INSTRUCTIONS FOR THE TASK
The word to find is "outline". State how many lines below contain it, giving only the number.

ENTRIES PROVIDED
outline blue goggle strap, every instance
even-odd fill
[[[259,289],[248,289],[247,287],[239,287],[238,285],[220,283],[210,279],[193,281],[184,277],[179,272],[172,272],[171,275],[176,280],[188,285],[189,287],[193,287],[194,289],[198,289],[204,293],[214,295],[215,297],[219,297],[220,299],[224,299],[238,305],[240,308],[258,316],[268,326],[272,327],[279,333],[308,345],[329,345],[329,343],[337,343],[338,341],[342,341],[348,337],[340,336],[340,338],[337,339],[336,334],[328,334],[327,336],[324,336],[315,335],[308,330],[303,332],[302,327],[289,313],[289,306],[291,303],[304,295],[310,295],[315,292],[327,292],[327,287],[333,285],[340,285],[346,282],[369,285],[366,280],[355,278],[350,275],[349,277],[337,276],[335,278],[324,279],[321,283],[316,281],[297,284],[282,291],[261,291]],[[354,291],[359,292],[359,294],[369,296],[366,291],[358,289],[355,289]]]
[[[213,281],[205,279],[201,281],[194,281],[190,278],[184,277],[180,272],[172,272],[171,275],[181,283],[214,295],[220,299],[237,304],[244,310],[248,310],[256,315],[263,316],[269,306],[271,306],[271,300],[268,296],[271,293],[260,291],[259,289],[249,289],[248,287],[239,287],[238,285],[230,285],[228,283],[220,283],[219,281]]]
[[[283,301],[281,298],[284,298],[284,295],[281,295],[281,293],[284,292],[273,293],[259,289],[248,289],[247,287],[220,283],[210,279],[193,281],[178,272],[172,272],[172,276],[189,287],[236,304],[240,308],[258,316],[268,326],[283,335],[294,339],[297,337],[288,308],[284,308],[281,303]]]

---

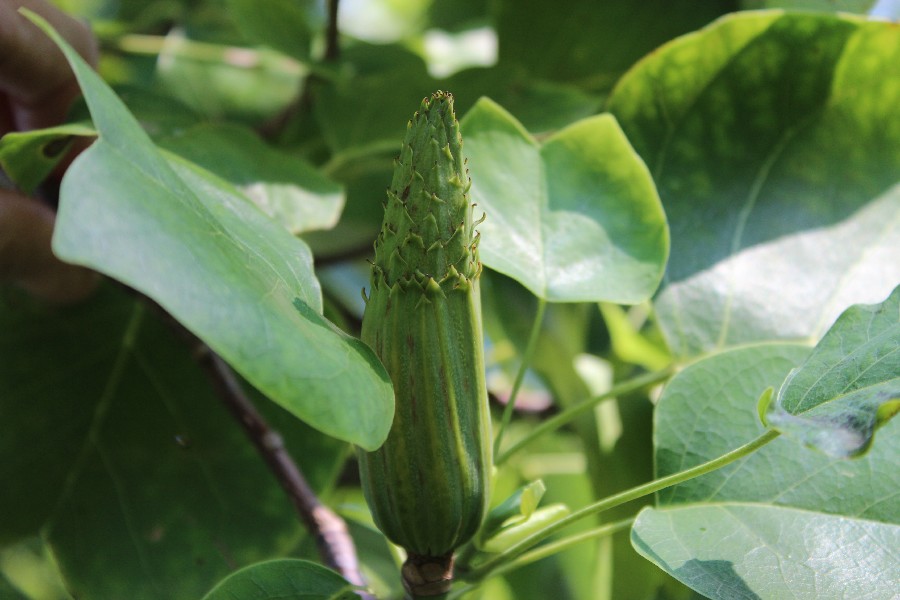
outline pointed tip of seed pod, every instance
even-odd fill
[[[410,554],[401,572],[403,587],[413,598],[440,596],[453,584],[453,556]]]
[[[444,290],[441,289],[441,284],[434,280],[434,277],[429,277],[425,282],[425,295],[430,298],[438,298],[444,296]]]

SOLUTION FOR THIS TASK
2